EXERCISE SET:
**a.** Answer these from the interview:
(i) How many older sisters does the speaker have?
(ii) Which of the speaker's songs does the speaker feel most connected to?
(iii) How many albums had been made before the hit song "Name"?
**b.** Rewrite the interview from "What songwriters have" to "iPod right now?", inclusive, with "guitar" changed to "piano" each time it appears.

PAGE TEXT:
* * * *

What songwriters have been the biggest influences on you?

Paul Westerberg was an enormous influence on me. I always go back to the music that I grew up listening to. I have four older sisters. I didn’t have the records. They had the records so I listened to whatever they had. I listened to a lot of Godspell and even Carol King’s Tapestry. It’s so hard to say who really influences me, because I’m sort of in this spot where I kind of grew out of my influences. I mean, there are people who I love listening to and I’m sure that their way of doing things seeps into what I’m doing. You know, you’ll listen to something and you’ll hear a guitar tone or something that you like and you’ll wonder, “How can we get that guitar sound? Ok, lets get that sound and let’s twist it so it’s our own.”

What music have you been listening to lately? What’s on your iPod right now?

Lately I’ve been listening to David Bowie and Queen’s “Under Pressure” and Tegan and Sara. Oh, OK this is pretty funny! This is all I have on my iTunes: Lou Gramm’s “Midnight Blue”, a song called “Heartbeats,” a cover by this band The Knife, The Scorpions’ “Rock You Like a Hurricane,” and Annie Lennox’s “No More I Love Yous”. Also, I love Death Cab for Cutie. They’re really, really brilliant. You know, I don’t throw that word around a lot but that band is brilliant.

Which of all of your songs are you most connected to?

Oh, “Iris.” I mean that song was such a gift. That thing just dropped in my lap. It was one of those situations where you’re sort of having this spiritual moment, and you just have no clue where it came from. It was really cool.

Before you wrote “Iris,” you had a pretty severe case of writer’s block. How’d you manage to cure that?

I think I needed that. I think it was a period of time where I had to sit down and come to terms with the fact that I was having a hard time with my identity. We’d made five albums, and then all of the sudden we had this hit song, “Name.” I got this feeling I think a lot of artists get: that I am a complete phony, that was just luck, and I don’t know how to do it again. It felt like I had just won the lottery and everyone was standing around going, “Wow! You won the Lottery! That’s amazing! Do it again!” So it really kind of froze me up. I think it was the period where I finally had to come to terms with the fact that songwriting was now my job.

* * * *

PROVIDED RECORDS:
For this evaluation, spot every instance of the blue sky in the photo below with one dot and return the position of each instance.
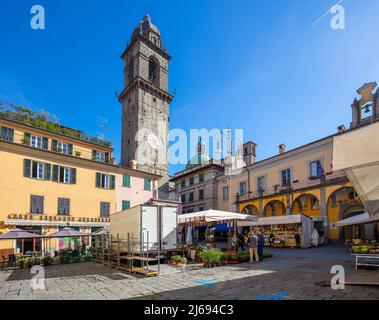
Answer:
(257, 65)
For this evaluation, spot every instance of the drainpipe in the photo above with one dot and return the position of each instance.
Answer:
(324, 209)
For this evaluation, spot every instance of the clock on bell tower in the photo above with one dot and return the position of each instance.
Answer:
(145, 101)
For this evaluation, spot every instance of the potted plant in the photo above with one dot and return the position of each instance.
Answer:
(175, 260)
(211, 257)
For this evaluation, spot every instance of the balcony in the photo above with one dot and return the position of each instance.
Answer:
(47, 122)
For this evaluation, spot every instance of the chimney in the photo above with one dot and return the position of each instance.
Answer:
(341, 128)
(133, 164)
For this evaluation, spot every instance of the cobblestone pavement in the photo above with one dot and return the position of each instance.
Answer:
(290, 274)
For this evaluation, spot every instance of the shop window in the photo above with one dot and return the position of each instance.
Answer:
(36, 204)
(63, 206)
(243, 188)
(104, 209)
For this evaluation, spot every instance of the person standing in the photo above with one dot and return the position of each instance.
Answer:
(241, 241)
(261, 243)
(253, 245)
(271, 239)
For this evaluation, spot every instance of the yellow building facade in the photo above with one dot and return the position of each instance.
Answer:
(302, 180)
(50, 181)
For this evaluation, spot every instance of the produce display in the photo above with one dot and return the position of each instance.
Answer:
(283, 233)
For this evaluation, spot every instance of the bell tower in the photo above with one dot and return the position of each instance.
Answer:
(145, 101)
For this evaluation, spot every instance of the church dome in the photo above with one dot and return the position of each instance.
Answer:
(198, 159)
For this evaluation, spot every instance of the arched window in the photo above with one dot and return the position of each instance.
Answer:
(153, 70)
(367, 110)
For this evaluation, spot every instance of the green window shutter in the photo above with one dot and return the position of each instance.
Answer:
(73, 176)
(147, 184)
(47, 171)
(126, 181)
(45, 143)
(54, 145)
(27, 167)
(26, 139)
(98, 179)
(125, 204)
(55, 172)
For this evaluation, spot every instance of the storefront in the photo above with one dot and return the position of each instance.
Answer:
(284, 230)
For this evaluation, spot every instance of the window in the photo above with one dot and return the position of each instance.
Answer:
(315, 169)
(367, 110)
(125, 204)
(147, 184)
(64, 148)
(63, 206)
(261, 183)
(105, 181)
(64, 174)
(6, 134)
(286, 177)
(153, 70)
(225, 193)
(243, 188)
(126, 180)
(36, 204)
(37, 170)
(104, 209)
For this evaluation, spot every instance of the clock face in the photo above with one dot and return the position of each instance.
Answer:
(153, 141)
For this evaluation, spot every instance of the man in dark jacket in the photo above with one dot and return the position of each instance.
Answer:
(253, 245)
(261, 243)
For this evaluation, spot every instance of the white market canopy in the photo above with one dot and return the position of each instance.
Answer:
(357, 152)
(210, 216)
(358, 219)
(277, 220)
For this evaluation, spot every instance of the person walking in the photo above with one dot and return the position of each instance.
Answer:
(253, 245)
(271, 239)
(241, 241)
(261, 243)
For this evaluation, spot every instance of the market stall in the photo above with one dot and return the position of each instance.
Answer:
(283, 229)
(357, 152)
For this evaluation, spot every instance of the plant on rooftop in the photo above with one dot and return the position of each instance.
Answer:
(46, 121)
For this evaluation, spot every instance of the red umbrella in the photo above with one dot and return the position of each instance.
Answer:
(19, 234)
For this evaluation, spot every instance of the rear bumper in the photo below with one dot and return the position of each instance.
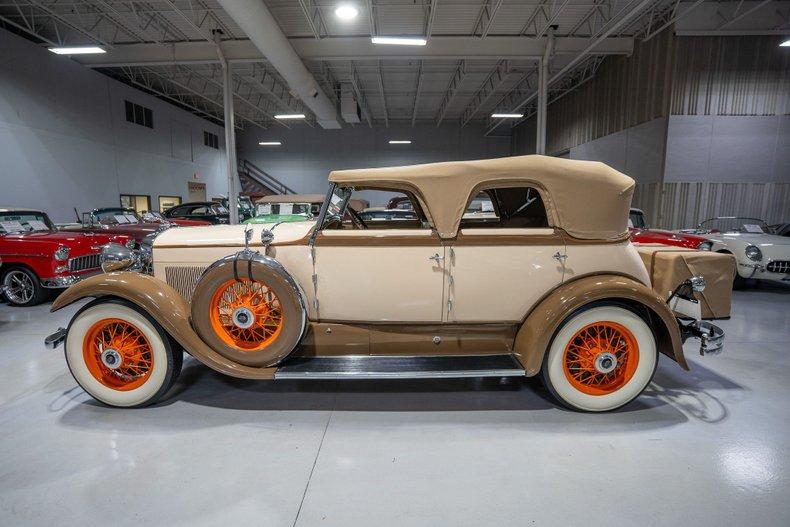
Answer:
(711, 336)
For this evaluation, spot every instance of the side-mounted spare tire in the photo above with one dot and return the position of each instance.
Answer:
(248, 309)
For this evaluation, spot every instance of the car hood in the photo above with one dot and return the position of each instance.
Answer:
(231, 235)
(73, 240)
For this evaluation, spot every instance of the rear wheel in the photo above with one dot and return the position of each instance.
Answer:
(600, 359)
(119, 355)
(22, 287)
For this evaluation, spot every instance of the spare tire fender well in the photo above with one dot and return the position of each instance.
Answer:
(274, 265)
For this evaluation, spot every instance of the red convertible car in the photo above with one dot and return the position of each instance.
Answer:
(641, 233)
(118, 220)
(37, 257)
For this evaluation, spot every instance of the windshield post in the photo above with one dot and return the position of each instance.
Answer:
(322, 213)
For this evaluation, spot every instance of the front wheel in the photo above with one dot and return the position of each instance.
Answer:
(119, 355)
(600, 359)
(22, 287)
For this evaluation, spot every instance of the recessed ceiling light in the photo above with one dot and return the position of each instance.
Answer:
(346, 12)
(399, 41)
(82, 50)
(507, 115)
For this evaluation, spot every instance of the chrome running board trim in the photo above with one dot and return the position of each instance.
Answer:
(397, 367)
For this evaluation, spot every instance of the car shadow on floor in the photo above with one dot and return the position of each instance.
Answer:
(673, 398)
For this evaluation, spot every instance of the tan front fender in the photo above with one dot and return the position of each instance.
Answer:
(167, 307)
(534, 336)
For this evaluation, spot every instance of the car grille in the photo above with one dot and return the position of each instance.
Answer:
(81, 263)
(183, 279)
(779, 266)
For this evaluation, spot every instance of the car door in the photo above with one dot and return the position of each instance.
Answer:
(504, 259)
(379, 275)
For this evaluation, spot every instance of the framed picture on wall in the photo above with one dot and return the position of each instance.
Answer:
(139, 202)
(168, 202)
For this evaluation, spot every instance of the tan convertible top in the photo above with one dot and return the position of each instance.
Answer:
(587, 199)
(292, 198)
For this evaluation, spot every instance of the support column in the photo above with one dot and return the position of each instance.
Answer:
(543, 94)
(230, 134)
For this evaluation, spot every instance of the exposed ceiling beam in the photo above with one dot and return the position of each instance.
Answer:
(355, 48)
(416, 95)
(383, 96)
(492, 83)
(359, 91)
(431, 6)
(452, 91)
(744, 14)
(485, 19)
(314, 18)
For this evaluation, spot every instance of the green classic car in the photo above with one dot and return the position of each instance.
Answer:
(286, 208)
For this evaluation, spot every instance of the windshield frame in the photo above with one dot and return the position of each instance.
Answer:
(46, 221)
(742, 220)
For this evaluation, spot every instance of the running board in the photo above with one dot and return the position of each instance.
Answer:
(394, 367)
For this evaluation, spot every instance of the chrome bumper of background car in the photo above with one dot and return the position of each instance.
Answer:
(62, 282)
(54, 340)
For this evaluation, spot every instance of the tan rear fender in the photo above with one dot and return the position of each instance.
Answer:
(167, 307)
(534, 336)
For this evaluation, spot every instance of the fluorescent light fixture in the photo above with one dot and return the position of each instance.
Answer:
(346, 12)
(399, 41)
(507, 115)
(82, 50)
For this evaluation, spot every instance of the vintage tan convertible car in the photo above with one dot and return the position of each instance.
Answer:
(548, 283)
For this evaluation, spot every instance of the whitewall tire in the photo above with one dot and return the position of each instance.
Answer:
(119, 355)
(600, 359)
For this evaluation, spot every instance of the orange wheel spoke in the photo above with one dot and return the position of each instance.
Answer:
(260, 301)
(588, 346)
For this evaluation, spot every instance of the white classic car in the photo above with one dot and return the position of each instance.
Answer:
(759, 254)
(543, 284)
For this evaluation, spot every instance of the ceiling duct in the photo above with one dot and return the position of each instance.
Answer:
(257, 22)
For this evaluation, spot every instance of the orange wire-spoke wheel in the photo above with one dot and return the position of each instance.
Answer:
(246, 314)
(601, 358)
(118, 354)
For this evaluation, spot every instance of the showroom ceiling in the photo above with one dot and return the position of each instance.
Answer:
(482, 55)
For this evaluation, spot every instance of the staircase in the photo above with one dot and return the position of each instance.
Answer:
(256, 181)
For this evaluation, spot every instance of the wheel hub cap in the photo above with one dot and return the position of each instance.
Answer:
(605, 362)
(111, 358)
(243, 318)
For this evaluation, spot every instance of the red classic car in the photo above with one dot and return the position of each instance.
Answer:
(641, 233)
(37, 257)
(118, 220)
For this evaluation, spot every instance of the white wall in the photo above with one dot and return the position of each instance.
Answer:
(637, 151)
(65, 142)
(308, 154)
(728, 149)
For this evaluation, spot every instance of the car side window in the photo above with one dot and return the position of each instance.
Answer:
(507, 207)
(370, 208)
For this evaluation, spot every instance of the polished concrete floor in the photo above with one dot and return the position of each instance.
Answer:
(709, 447)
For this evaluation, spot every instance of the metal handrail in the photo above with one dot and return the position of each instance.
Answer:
(264, 178)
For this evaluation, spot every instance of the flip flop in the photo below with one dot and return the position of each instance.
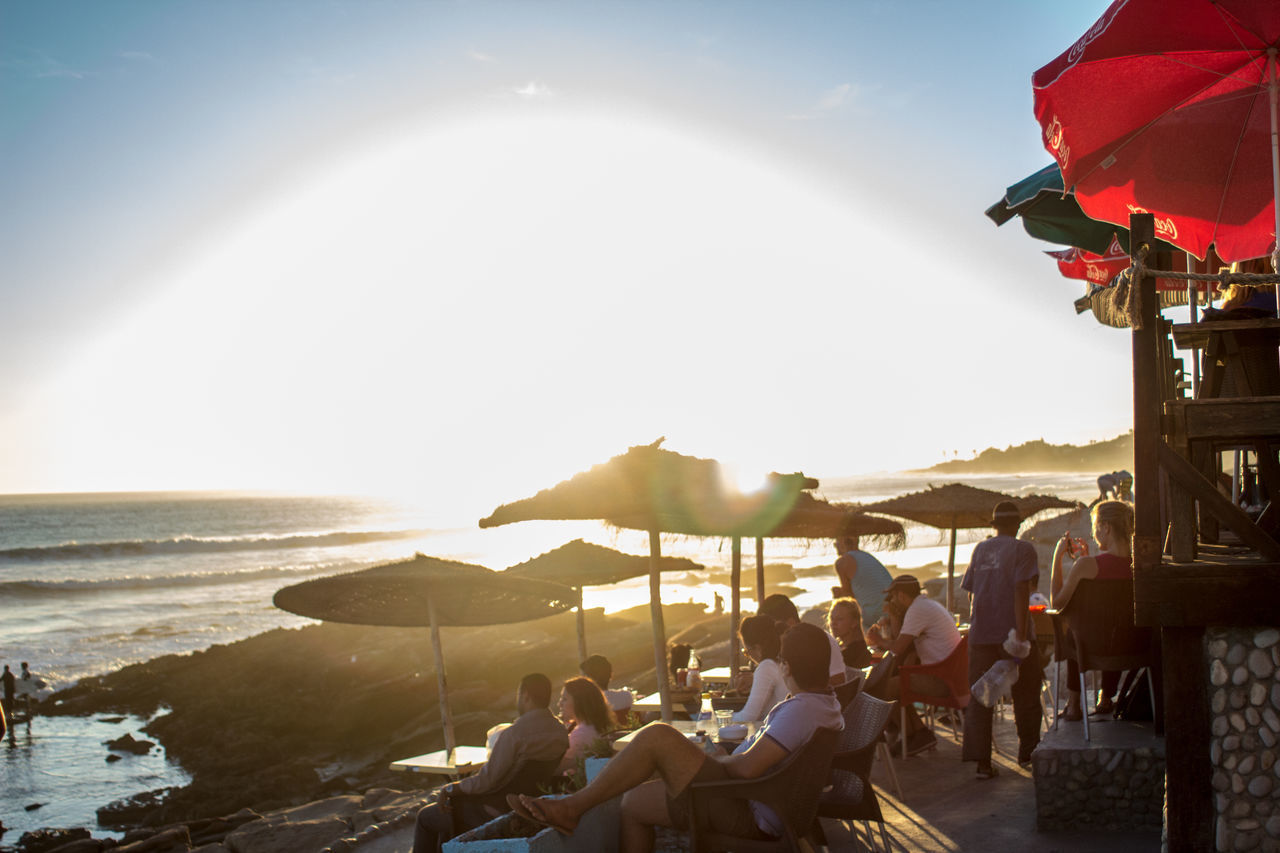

* * * *

ANSWERS TO THE EXERCISE:
**a.**
(i) Four
(ii) "Iris"
(iii) Five

**b.**
What songwriters have been the biggest influences on you?

Paul Westerberg was an enormous influence on me. I always go back to the music that I grew up listening to. I have four older sisters. I didn’t have the records. They had the records so I listened to whatever they had. I listened to a lot of Godspell and even Carol King’s Tapestry. It’s so hard to say who really influences me, because I’m sort of in this spot where I kind of grew out of my influences. I mean, there are people who I love listening to and I’m sure that their way of doing things seeps into what I’m doing. You know, you’ll listen to something and you’ll hear a piano tone or something that you like and you’ll wonder, “How can we get that piano sound? Ok, lets get that sound and let’s twist it so it’s our own.”

What music have you been listening to lately? What’s on your iPod right now?